SET EXERCISE ::
Convert only the lines of the material from the line containing "Point out the woman with" up to and including the line containing "x=1323, y=603" into a numbered list. Omit any blank lines.
-- START INFORMATION SHOWN --
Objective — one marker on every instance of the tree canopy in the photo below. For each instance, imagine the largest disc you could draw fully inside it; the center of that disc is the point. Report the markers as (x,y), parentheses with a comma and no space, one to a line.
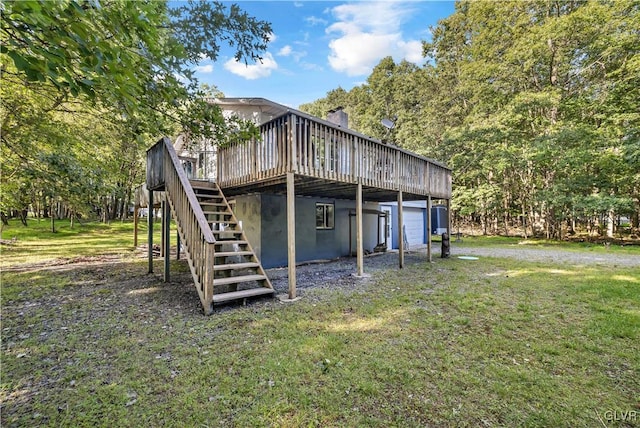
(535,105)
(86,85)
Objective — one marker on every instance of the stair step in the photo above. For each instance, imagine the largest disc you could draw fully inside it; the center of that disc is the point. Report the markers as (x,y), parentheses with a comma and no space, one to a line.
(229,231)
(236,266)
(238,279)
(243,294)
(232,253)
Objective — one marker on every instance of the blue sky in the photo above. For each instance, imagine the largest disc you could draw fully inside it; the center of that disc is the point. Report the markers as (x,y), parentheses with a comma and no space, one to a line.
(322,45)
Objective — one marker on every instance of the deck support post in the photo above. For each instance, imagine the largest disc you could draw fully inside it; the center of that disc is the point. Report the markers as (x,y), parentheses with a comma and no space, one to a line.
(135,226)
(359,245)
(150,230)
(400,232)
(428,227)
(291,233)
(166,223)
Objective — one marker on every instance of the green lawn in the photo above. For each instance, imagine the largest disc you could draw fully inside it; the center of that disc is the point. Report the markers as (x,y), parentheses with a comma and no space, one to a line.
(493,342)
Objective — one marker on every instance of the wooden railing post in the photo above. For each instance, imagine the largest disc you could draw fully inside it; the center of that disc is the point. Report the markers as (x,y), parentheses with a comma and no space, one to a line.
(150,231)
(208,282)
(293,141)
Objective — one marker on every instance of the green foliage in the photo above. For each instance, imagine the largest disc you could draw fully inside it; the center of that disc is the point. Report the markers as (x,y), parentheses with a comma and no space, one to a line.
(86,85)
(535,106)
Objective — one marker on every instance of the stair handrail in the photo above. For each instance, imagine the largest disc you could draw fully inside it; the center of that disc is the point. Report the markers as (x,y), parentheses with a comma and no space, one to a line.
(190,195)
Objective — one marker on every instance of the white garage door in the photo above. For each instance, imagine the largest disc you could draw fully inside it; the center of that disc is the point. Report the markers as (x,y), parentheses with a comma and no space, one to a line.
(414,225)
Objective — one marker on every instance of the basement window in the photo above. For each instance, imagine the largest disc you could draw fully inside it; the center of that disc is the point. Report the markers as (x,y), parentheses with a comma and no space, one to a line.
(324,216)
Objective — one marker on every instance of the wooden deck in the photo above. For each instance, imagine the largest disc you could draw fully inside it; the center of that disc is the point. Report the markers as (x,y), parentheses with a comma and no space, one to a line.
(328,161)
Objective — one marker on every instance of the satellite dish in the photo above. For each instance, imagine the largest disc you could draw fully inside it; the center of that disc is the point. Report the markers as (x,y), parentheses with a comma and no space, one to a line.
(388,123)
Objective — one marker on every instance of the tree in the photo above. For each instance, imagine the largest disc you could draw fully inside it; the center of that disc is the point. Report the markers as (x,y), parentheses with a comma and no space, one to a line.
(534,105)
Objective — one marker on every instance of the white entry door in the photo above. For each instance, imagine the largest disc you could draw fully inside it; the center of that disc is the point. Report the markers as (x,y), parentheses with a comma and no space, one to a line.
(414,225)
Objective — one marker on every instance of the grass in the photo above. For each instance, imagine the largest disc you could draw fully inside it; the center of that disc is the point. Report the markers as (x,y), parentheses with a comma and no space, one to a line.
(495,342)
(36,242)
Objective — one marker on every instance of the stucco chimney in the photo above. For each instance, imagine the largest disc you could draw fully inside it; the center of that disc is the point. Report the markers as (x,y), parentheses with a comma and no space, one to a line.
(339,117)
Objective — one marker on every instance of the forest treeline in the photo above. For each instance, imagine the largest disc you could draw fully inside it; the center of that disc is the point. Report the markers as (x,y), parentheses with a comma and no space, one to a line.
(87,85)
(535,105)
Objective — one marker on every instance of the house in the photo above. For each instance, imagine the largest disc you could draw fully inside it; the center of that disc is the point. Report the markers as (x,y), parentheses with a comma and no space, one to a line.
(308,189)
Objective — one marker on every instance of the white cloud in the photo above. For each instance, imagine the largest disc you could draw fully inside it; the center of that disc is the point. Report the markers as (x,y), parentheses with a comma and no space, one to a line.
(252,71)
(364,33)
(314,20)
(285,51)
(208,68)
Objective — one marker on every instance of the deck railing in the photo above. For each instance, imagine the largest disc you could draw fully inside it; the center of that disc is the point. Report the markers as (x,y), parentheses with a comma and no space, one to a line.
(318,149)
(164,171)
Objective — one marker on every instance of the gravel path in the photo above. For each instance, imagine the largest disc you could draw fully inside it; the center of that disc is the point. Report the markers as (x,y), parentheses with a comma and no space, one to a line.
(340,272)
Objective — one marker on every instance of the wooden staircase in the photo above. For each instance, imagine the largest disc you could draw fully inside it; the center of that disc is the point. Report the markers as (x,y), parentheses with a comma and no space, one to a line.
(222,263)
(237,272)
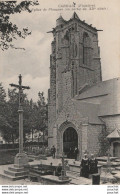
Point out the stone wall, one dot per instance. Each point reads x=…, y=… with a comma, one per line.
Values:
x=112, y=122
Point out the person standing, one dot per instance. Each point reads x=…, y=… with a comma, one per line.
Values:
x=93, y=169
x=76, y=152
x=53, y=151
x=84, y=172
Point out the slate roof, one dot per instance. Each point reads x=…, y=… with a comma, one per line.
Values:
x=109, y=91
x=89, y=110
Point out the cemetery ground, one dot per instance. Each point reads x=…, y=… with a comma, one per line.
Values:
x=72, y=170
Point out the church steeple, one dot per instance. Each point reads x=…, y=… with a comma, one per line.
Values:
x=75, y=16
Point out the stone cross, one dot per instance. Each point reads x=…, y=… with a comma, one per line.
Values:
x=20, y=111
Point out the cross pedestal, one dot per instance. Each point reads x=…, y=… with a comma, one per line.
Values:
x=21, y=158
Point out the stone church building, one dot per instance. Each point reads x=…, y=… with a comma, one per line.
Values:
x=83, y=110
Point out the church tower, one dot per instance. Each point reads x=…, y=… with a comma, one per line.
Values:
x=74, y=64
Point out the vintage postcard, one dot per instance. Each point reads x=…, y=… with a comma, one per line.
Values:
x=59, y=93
-- END INFORMATION SHOWN --
-- START INFORMATION SHOWN --
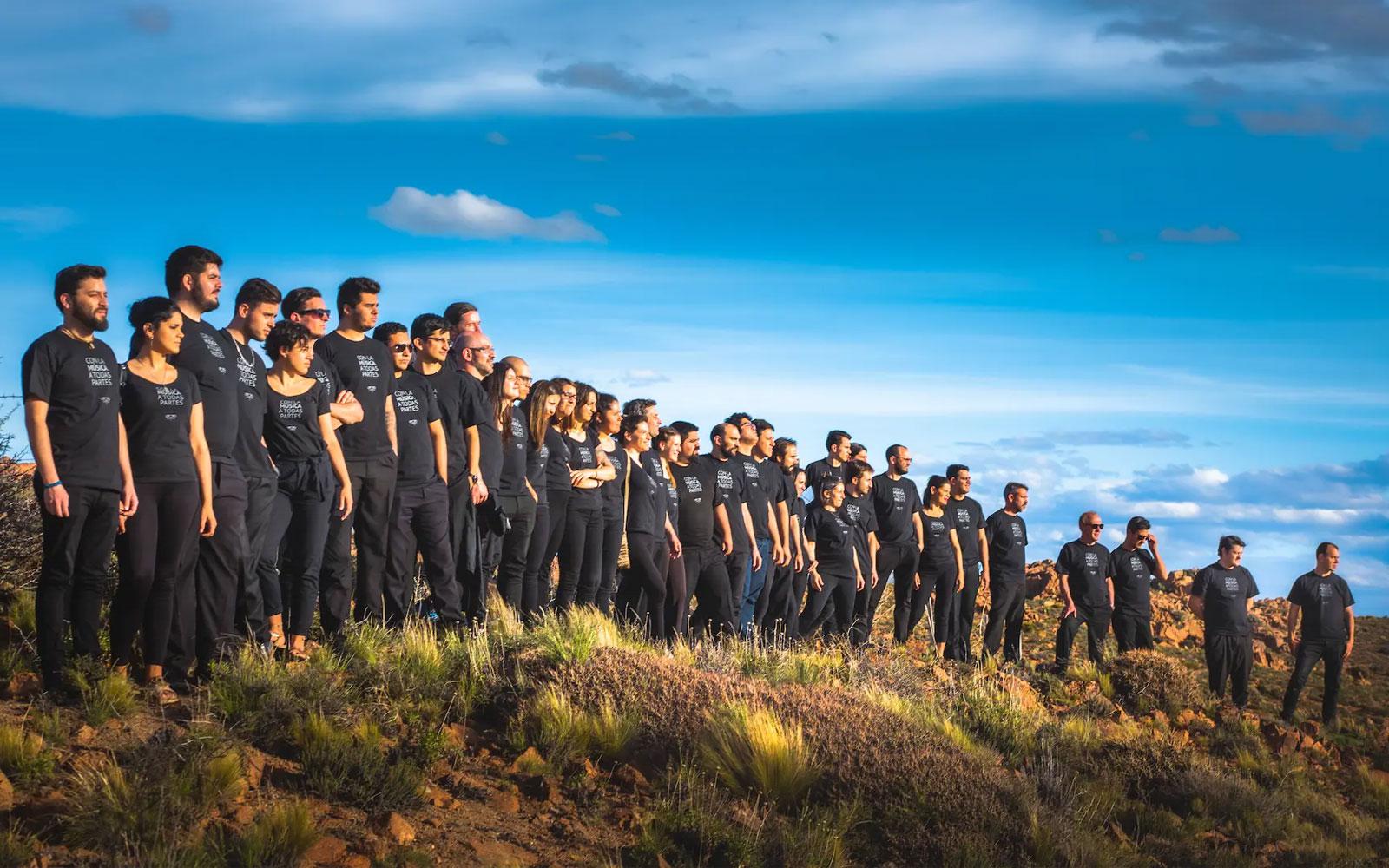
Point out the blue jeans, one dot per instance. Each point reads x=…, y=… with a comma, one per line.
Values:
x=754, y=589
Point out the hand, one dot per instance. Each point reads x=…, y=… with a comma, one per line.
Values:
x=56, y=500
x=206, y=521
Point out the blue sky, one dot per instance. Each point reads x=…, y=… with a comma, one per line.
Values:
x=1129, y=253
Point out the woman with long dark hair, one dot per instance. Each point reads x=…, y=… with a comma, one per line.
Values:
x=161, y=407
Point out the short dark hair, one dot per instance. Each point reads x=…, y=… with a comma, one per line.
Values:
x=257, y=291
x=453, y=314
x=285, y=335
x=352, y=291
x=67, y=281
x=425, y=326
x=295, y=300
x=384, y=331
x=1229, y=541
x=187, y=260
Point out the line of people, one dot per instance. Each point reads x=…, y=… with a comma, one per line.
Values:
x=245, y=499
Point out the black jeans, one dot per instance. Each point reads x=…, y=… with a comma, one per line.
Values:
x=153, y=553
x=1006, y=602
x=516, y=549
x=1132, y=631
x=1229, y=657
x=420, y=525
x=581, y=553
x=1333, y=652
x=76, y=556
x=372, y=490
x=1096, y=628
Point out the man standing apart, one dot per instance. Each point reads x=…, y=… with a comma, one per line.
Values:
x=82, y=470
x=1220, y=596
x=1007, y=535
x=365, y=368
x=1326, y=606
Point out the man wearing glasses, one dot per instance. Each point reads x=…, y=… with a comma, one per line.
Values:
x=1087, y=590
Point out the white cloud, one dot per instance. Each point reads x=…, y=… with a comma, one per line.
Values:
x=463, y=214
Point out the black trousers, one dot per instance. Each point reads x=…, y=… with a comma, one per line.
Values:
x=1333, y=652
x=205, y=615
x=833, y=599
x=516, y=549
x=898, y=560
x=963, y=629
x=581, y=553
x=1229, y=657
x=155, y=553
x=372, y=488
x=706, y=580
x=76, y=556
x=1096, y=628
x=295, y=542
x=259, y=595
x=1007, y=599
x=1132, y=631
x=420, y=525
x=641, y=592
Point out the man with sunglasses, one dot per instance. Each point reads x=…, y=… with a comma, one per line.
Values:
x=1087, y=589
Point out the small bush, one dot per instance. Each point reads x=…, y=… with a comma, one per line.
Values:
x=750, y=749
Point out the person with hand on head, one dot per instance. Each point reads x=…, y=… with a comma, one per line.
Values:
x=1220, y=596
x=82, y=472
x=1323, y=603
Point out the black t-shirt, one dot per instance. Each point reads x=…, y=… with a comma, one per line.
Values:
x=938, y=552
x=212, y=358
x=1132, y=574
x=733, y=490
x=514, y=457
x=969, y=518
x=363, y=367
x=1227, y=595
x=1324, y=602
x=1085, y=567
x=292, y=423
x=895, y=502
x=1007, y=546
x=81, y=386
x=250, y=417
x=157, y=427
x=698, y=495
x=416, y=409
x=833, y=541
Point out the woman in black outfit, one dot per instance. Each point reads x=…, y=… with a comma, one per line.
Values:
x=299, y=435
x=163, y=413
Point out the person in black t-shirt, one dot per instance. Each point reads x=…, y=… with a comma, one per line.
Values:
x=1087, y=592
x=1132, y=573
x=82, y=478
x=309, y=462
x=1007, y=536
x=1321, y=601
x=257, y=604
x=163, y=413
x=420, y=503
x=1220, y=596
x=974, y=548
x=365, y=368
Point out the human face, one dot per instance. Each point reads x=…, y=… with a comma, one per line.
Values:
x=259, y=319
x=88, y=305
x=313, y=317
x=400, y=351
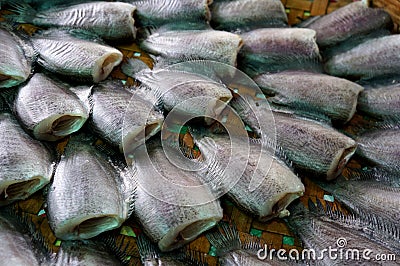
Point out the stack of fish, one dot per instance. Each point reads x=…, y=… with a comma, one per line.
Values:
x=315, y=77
-- END INFORMATION SHOWN --
RESPONSE ::
1. Point out the woman with long dark hair, one dot per instance. Each point reads x=…, y=… with a comma, one per line.
2. Values:
3. x=161, y=407
4. Point out the short dark hair, one dot per instance. Each point reads x=…, y=… with a comma, one per line.
5. Values:
6. x=257, y=291
7. x=453, y=314
8. x=285, y=335
9. x=352, y=291
10. x=67, y=281
11. x=425, y=326
12. x=295, y=300
13. x=384, y=331
14. x=1229, y=541
15. x=187, y=260
16. Point out the line of people, one dot per instance. Each point reads x=…, y=… with a comma, one per line.
17. Values:
18. x=245, y=499
19. Point out the black jeans, one dot per instance. Each point reads x=…, y=… with a comma, one per line.
20. Values:
21. x=153, y=553
22. x=1006, y=602
23. x=516, y=549
24. x=1132, y=631
25. x=1229, y=657
26. x=420, y=525
27. x=581, y=553
28. x=1333, y=652
29. x=76, y=556
30. x=372, y=490
31. x=1096, y=628
32. Point out the man standing apart, one dot per instance. Each point reads x=…, y=… with a comma, one per line.
33. Values:
34. x=82, y=470
35. x=1220, y=596
36. x=1007, y=535
37. x=365, y=368
38. x=1326, y=606
39. Point out the man wearing glasses, one dot per instance. Each point reads x=…, y=… with a comma, one per line.
40. Values:
41. x=1087, y=590
42. Point out the white cloud, one dot per instance. Each point reads x=…, y=… with a comma, one per line.
43. Values:
44. x=463, y=214
45. Point out the black trousers, one dot per instance. Each point reads x=…, y=… with a comma, one per line.
46. Values:
47. x=1333, y=652
48. x=205, y=615
49. x=833, y=599
50. x=516, y=549
51. x=898, y=560
52. x=963, y=629
53. x=581, y=553
54. x=1229, y=657
55. x=155, y=553
56. x=372, y=488
57. x=706, y=580
58. x=76, y=556
59. x=1096, y=628
60. x=295, y=542
61. x=259, y=595
62. x=1007, y=599
63. x=1132, y=631
64. x=420, y=525
65. x=641, y=592
66. Point out the man with sunglasses, one dot per instance. Each point reads x=…, y=… with a comma, one per line.
67. Values:
68. x=1087, y=589
69. Point out the small bush, one dot per instance. Each point reads x=…, y=… with a comma, one per line.
70. Values:
71. x=750, y=749
72. Point out the person with hand on head, one dot per instance. Each point reads x=…, y=… with a comma, one per line.
73. Values:
74. x=1220, y=596
75. x=82, y=472
76. x=1323, y=603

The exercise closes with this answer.